*RECORDED DATA*:

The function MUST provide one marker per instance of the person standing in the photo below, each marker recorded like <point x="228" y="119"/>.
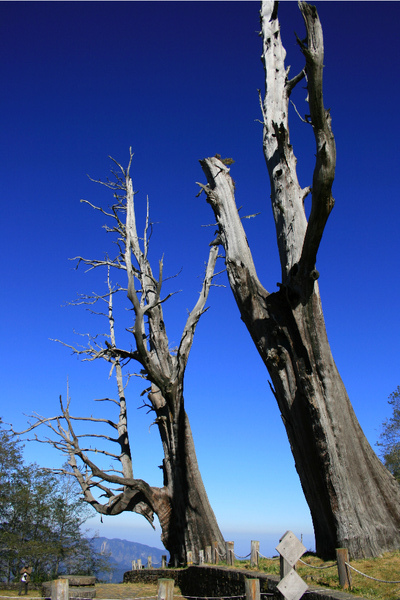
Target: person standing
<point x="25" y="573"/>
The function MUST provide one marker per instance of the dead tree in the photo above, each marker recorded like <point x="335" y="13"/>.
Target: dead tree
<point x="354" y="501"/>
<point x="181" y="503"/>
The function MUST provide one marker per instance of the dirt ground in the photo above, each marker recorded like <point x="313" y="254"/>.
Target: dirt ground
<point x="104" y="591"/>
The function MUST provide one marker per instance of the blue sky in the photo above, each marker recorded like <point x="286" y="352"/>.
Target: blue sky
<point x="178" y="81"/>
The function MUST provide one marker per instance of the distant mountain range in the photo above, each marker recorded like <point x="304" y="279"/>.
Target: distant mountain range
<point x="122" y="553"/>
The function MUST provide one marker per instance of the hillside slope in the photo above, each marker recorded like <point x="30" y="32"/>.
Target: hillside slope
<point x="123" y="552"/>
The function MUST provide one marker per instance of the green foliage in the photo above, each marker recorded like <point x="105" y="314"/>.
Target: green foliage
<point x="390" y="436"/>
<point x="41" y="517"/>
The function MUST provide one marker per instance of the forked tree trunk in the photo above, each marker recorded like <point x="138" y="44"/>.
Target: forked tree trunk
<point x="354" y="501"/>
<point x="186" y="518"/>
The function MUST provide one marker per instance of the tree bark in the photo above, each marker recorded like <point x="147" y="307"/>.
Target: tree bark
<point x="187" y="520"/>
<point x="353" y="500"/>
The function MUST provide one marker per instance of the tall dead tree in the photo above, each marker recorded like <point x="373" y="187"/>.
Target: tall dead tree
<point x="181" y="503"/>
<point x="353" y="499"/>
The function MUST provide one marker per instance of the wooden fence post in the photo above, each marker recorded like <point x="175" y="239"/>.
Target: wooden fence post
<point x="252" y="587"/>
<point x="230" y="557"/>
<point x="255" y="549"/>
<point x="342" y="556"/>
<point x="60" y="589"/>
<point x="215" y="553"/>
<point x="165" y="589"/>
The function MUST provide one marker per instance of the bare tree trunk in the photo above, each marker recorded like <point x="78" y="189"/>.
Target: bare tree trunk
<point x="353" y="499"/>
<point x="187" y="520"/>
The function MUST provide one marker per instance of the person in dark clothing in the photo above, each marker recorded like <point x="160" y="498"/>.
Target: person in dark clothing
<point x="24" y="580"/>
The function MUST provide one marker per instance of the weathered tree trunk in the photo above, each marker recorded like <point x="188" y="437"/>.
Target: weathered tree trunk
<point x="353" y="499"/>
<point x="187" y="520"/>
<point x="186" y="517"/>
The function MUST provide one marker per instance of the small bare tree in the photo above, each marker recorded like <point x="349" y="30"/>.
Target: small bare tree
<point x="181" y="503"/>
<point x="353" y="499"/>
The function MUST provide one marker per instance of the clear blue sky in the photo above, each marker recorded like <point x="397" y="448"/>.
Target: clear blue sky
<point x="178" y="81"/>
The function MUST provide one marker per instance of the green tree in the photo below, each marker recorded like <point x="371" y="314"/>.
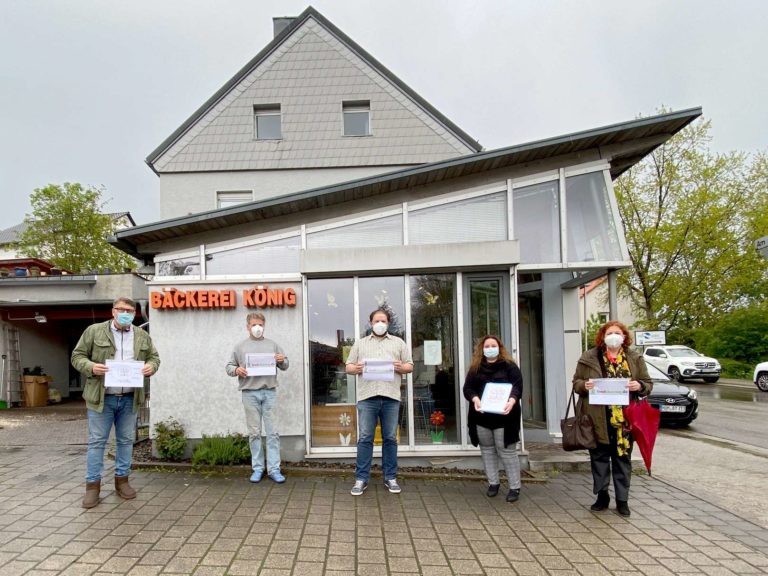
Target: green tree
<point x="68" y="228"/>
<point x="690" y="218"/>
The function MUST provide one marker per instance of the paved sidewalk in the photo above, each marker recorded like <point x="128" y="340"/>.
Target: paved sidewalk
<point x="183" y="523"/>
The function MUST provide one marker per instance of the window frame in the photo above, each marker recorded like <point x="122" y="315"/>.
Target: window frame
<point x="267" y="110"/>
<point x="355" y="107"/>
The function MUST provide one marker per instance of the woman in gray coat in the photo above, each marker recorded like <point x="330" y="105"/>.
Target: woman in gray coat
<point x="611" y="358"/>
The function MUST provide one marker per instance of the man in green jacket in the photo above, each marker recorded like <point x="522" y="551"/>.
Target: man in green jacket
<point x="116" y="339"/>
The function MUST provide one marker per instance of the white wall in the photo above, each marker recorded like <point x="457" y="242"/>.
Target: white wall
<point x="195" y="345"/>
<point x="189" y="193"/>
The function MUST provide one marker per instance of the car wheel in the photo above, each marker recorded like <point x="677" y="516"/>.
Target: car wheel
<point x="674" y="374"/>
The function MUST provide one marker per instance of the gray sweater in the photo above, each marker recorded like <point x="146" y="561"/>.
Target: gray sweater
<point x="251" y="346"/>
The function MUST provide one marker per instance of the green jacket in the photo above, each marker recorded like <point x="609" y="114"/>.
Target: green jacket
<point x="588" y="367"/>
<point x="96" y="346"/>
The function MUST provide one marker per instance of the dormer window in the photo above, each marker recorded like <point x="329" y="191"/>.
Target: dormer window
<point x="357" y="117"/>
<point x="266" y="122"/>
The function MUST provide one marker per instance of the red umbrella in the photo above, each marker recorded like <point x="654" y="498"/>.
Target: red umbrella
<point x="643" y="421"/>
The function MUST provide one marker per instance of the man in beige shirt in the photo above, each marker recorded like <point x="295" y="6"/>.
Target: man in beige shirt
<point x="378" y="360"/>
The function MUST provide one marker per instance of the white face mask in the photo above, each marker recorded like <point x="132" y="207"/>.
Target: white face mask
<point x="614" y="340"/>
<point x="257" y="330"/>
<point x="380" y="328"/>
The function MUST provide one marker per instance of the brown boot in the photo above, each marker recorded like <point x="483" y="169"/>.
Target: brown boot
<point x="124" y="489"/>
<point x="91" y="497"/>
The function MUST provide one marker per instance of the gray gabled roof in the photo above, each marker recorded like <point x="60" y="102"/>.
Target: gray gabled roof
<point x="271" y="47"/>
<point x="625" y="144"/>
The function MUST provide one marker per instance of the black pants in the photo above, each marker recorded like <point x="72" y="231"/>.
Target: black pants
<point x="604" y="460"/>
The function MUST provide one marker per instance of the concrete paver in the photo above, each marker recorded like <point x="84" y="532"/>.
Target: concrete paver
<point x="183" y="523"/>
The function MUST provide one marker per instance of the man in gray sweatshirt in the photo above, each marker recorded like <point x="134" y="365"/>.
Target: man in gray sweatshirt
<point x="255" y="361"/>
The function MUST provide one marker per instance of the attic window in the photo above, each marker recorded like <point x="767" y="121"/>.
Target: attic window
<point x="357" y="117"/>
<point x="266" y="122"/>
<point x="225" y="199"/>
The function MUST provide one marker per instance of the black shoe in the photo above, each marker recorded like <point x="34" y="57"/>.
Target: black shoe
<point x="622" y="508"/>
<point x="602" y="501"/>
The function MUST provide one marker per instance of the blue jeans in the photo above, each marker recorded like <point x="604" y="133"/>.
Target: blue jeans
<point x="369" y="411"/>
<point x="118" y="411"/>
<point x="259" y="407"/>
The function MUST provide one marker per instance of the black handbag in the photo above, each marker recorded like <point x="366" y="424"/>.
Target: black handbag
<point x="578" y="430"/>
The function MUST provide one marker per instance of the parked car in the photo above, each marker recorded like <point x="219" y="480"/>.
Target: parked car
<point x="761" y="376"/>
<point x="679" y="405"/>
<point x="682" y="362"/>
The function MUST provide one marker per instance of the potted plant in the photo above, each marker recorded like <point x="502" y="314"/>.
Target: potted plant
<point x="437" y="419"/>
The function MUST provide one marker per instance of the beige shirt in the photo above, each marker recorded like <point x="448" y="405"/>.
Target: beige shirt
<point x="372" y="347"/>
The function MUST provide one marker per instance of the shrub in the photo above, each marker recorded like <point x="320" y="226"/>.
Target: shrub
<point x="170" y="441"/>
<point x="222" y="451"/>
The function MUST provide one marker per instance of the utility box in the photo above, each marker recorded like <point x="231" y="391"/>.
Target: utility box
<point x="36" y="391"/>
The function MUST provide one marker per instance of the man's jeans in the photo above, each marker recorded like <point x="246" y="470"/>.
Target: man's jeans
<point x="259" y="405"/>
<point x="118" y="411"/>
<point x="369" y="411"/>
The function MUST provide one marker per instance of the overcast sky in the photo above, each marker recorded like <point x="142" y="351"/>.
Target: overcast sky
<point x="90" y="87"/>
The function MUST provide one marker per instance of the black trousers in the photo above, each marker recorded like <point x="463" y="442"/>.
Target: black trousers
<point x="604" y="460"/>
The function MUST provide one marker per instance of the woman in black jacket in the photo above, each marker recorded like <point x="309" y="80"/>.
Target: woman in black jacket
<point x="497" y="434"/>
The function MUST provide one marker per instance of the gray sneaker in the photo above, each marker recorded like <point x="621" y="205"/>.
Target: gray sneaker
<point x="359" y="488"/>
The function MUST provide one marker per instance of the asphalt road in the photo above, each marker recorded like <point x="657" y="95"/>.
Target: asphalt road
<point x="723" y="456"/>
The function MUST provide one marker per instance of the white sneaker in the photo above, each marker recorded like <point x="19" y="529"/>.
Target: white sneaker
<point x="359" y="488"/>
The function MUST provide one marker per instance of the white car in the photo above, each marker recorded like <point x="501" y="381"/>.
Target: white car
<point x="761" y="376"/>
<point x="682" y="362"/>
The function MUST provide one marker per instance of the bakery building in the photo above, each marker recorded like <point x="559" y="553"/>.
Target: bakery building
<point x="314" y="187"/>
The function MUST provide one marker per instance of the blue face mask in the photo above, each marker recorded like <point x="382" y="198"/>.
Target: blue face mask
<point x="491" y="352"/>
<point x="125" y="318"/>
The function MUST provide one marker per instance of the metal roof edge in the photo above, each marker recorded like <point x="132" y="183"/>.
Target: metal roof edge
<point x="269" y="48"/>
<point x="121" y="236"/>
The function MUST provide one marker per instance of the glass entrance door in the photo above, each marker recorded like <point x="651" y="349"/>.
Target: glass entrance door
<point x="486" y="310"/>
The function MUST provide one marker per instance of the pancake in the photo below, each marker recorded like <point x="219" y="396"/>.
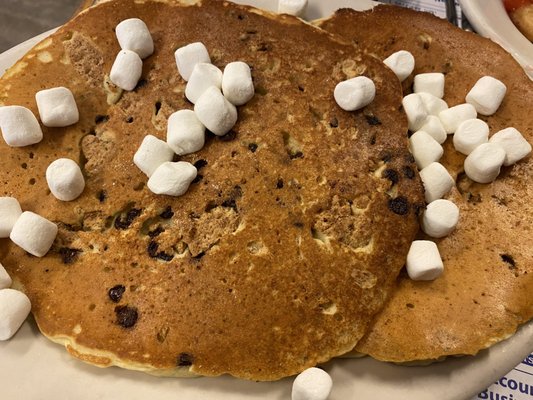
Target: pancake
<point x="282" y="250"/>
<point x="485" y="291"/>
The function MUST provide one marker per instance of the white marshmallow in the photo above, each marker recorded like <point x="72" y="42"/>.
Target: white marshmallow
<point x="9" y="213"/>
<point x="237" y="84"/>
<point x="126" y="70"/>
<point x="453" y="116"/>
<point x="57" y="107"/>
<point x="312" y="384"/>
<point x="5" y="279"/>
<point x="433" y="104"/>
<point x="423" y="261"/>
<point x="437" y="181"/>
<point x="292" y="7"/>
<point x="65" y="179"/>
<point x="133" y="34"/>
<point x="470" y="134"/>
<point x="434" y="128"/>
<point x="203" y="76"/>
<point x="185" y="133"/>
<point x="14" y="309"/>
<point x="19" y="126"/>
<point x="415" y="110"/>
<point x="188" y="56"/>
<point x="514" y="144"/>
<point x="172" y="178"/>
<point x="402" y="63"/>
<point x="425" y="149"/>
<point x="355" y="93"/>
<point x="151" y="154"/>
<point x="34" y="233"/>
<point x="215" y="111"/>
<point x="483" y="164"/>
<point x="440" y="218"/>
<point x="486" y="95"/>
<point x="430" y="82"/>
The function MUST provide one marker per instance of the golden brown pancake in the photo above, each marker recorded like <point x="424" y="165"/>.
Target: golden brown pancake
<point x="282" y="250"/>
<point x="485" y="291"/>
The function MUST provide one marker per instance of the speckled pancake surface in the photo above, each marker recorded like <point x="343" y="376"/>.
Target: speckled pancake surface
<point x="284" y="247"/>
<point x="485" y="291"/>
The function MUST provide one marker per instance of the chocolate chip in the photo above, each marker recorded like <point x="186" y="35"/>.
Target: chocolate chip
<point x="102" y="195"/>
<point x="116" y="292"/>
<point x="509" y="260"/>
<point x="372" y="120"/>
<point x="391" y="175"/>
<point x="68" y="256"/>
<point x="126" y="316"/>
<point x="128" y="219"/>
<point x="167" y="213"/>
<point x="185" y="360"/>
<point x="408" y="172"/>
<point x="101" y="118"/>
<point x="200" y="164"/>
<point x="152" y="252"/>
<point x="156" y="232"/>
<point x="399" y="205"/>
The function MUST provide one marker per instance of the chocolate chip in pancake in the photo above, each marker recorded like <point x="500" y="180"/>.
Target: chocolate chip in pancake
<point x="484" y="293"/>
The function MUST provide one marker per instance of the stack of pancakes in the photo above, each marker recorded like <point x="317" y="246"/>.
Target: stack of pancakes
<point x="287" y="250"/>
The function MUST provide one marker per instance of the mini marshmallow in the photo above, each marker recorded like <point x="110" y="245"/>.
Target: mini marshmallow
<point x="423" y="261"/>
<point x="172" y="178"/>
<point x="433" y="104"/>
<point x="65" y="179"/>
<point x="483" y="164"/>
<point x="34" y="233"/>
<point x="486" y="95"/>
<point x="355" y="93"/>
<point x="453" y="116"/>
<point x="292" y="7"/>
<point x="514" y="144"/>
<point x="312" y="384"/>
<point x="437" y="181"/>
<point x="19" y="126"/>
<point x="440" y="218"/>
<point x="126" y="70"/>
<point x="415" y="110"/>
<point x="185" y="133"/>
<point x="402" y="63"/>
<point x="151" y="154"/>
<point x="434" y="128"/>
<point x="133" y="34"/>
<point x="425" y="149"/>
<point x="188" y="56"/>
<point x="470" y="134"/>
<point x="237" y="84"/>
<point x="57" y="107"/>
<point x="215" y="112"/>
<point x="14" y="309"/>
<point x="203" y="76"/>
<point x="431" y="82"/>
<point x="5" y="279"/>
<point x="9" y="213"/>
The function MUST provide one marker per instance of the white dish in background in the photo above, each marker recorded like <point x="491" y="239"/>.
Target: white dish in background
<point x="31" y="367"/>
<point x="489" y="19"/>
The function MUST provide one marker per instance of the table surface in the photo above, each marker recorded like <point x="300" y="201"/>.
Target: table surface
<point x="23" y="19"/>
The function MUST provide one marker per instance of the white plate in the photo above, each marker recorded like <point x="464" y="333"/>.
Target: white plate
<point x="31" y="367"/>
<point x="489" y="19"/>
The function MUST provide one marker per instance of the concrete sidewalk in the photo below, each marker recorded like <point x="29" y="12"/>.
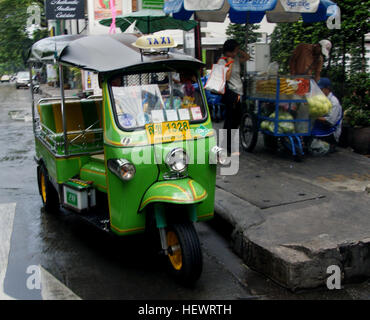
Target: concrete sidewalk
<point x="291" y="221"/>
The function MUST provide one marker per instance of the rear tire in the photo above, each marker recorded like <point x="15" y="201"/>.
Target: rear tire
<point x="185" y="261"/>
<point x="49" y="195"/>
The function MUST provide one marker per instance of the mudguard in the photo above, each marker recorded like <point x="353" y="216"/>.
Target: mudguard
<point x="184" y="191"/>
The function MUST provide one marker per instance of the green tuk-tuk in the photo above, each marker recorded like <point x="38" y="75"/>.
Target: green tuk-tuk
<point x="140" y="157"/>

*TASK*:
Extract precisely the lines beginning at the line containing "the white dish" and ending at the last line of the entries above, exactly as written and with no pictures.

*WRITTEN ANSWER*:
The function MUST provide one marker per instance of the white dish in background in the photo above, each marker recorded like <point x="491" y="239"/>.
Target: white dish in background
<point x="31" y="367"/>
<point x="489" y="19"/>
The function MUST provide one marker per instance of the table surface in the photo above, each marker recorded like <point x="300" y="201"/>.
Target: table surface
<point x="23" y="19"/>
The function MUST provide one marker per instance of the white plate in the photo above, each marker recorded like <point x="464" y="333"/>.
Target: white plate
<point x="31" y="367"/>
<point x="489" y="19"/>
The function MUST provide one marker per instance of the concrete sidewalk in the photo below, each marker recorded like <point x="29" y="12"/>.
Target: concrete sidewalk
<point x="291" y="221"/>
The function MUST provide one marker per instance of the rear tire in the photo above, each marker recorded like <point x="15" y="201"/>.
Target: rear tire
<point x="185" y="261"/>
<point x="49" y="195"/>
The function MUST provide one marker per instance of the mudguard in the photo above, each marker recorded like <point x="353" y="216"/>.
Target: mudguard
<point x="184" y="191"/>
The function MUST provide one marker per instance of the green tuk-tuk in the photo above, each marker recorded like <point x="38" y="75"/>.
Target: green tuk-tuk
<point x="140" y="157"/>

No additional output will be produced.